# WHAT THE EXERCISE ASKS:
Set down every record below exactly as written.

RECORDS FOR THIS TASK: Begin

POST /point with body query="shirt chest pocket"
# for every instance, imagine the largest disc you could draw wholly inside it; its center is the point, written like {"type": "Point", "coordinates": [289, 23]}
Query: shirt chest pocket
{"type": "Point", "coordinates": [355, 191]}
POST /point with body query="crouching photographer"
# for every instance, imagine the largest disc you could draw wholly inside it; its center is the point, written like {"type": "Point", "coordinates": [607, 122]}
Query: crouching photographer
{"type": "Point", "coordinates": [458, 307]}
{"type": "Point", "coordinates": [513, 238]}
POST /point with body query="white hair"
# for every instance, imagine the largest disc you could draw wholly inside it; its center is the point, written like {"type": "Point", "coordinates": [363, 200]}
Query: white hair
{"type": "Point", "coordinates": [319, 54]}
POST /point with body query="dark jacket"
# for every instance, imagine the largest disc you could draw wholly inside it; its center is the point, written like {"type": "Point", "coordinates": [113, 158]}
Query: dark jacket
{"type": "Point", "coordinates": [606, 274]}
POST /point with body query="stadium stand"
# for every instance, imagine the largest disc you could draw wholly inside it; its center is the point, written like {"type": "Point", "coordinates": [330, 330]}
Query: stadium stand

RECORDS FOR THIS TASK: End

# COMPLETED EXERCISE:
POST /point with body query="shirt chest pocket"
# for every instance, imagine the largest disc you could draw wholly inside it; its center is the point, written like {"type": "Point", "coordinates": [289, 23]}
Query: shirt chest pocket
{"type": "Point", "coordinates": [355, 191]}
POST /point with body query="crouching photographer"
# for every instance, imagine the largest disc you could draw wholly inside it; its center is the point, written like {"type": "Point", "coordinates": [607, 122]}
Query: crouching photographer
{"type": "Point", "coordinates": [458, 307]}
{"type": "Point", "coordinates": [513, 238]}
POST /point with body query="white hair"
# for every instance, imagine the largest disc you could draw wholly inside it; its center is the point, written like {"type": "Point", "coordinates": [363, 200]}
Query: white hair
{"type": "Point", "coordinates": [319, 54]}
POST /point with body query="dark jacket"
# for every instance, imagine the largest disc you could draw wholly inside it; its center is the point, written like {"type": "Point", "coordinates": [113, 158]}
Query: dark jacket
{"type": "Point", "coordinates": [606, 274]}
POST /point with body query="stadium stand"
# for every instance, imagine the largest disc you could draw wholly inside it; its center is the point, written like {"type": "Point", "coordinates": [330, 330]}
Query: stadium stand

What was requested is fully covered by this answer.